ASSIGNMENT:
What is needed is an exact copy of every entry.

SOURCE INFORMATION:
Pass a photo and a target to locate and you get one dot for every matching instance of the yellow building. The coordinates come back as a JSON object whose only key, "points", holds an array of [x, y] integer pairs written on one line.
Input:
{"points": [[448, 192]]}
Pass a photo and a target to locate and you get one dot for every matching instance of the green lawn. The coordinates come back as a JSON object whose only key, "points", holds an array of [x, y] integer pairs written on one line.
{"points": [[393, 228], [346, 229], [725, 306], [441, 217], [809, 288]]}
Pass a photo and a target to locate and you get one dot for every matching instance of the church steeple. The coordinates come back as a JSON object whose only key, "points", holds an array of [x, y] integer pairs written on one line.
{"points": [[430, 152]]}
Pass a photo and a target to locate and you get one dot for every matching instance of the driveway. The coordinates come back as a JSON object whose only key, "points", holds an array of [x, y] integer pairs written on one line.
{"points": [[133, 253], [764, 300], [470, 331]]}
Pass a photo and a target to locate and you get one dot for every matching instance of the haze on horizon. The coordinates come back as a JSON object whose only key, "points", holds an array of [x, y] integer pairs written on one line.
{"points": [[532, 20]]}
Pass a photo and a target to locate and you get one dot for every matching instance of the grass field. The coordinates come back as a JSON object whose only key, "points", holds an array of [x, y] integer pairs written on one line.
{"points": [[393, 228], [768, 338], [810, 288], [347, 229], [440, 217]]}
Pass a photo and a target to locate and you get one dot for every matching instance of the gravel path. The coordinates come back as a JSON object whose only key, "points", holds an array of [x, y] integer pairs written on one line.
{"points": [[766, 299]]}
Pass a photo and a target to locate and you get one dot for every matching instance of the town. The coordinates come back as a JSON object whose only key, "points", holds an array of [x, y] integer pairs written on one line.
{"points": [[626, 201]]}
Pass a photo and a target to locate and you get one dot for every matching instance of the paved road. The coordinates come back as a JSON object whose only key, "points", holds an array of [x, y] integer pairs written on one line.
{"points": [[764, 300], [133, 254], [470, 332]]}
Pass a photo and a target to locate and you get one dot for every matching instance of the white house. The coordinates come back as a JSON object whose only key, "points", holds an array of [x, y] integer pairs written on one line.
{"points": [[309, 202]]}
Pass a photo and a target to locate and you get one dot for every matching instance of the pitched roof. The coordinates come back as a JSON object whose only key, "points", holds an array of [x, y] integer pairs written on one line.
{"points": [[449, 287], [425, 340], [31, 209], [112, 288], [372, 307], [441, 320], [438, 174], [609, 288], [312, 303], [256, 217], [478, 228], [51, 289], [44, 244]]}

EXERCISE RESULT:
Pass a photo and a target to locate and you get one dot for every matching instance of the yellow building. The coordinates come back as a JSON object whose only key, "points", holds an array of [x, y] integer pairs written on one line.
Input:
{"points": [[448, 192]]}
Pass a photo and a target to locate and you get one dot for every matching instance of the green lawn. The coordinates come back as a JSON object whose only key, "points", holds an array of [x, y] integer pairs written on one line.
{"points": [[393, 228], [346, 229], [725, 306], [441, 217], [809, 288]]}
Pass a photo and a target to locate and you get one dot for every matching instance of the church steeple. The coordinates come back as a JSON object whose only key, "points", holds an array of [x, y] integer pairs written on one line.
{"points": [[430, 152]]}
Pass a photo and a target to locate and you get one dot for every matching instance of the driveway. The coordinates come back as a JSON object whose only key, "points", holds an array of [x, y] integer pairs written on one line.
{"points": [[133, 253], [764, 300], [470, 331]]}
Pass a photo and a target to locate and you get one dot for every matching instance of the haze on horizon. The coordinates come back as a JSON object whose only key, "points", holds an array of [x, y] integer pairs written on one line.
{"points": [[532, 20]]}
Pass a photo and a target to locate and you get one dot for every matching instance of the grass field. The coordinates come back as a JSON object whose only key, "points", holds an array of [x, y] integer pairs written on one line.
{"points": [[393, 228], [768, 338], [810, 288], [347, 229], [440, 217]]}
Pass a photo and a target to locate and you get one dot for every matching instance of the gravel path. The coordinates come back as a JSON object whose only key, "points", holds an array of [x, y] integer pairs written on one line.
{"points": [[766, 299]]}
Pass a photo and a target to locate and you get one dot for every matching instance of the town. The coordinates come back as a JSON object whose only key, "points", holds an array of [x, y] integer pairs written on one line.
{"points": [[626, 201]]}
Pass a photo and a target to locate and you get one dot for every matching instance of the paved road. The coordinates come back as a JSON object whose only key, "points", holds an array of [x, y] integer pairs written on one line.
{"points": [[764, 300], [133, 254], [470, 332]]}
Pass a photo and a target to locate and you get one dot for every matching instance of the white house. The coordinates come back as a JSON object whose only key, "points", holds an array of [x, y] integer pairs written on one line.
{"points": [[309, 202]]}
Pass a photo and a target to locate and you get one dot for every matching instance of the pitched roof. The coordinates come back as a JSON object whose only key, "points", holds an array of [x, y] integer pairs written on one line.
{"points": [[449, 287], [425, 340], [31, 209], [112, 288], [372, 307], [441, 320], [438, 174], [609, 288], [312, 303], [256, 217], [478, 228], [51, 289], [44, 244]]}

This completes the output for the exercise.